* The task: Please transcribe the listing below word for word, leaving out the pictures.

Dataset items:
::::

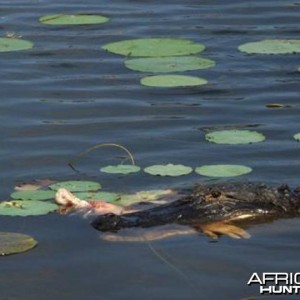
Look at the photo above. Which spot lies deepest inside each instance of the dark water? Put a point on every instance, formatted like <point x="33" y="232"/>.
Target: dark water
<point x="66" y="95"/>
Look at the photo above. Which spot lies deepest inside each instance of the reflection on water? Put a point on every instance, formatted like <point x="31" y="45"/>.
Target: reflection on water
<point x="66" y="95"/>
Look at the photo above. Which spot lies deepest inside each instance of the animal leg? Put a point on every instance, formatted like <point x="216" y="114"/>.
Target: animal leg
<point x="143" y="236"/>
<point x="215" y="229"/>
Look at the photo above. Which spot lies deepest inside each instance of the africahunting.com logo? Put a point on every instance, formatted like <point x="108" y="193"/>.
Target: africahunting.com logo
<point x="277" y="283"/>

::::

* Output for this exercise:
Look at the photo above. Which spot lies deepest inside each instance of the dark water? Put a point on every instance, formatted like <point x="33" y="232"/>.
Target: dark water
<point x="66" y="95"/>
Look at the photo above. Which spot lies deepest inside each instance of the reflection on water? Put a point on every instance, formatted like <point x="31" y="45"/>.
Target: reflection on water
<point x="66" y="95"/>
Look at the photo above. Which spot lies deepest inside each instance of the animal leg? Put a point on every instance, formatted like <point x="216" y="114"/>.
Target: animal leg
<point x="143" y="236"/>
<point x="215" y="229"/>
Look at the photo above. Which spot lies deepest inside each instance of the africahunting.com logo? Put a point on every instance, formatted like <point x="108" y="193"/>.
Target: africahunting.com logo
<point x="277" y="283"/>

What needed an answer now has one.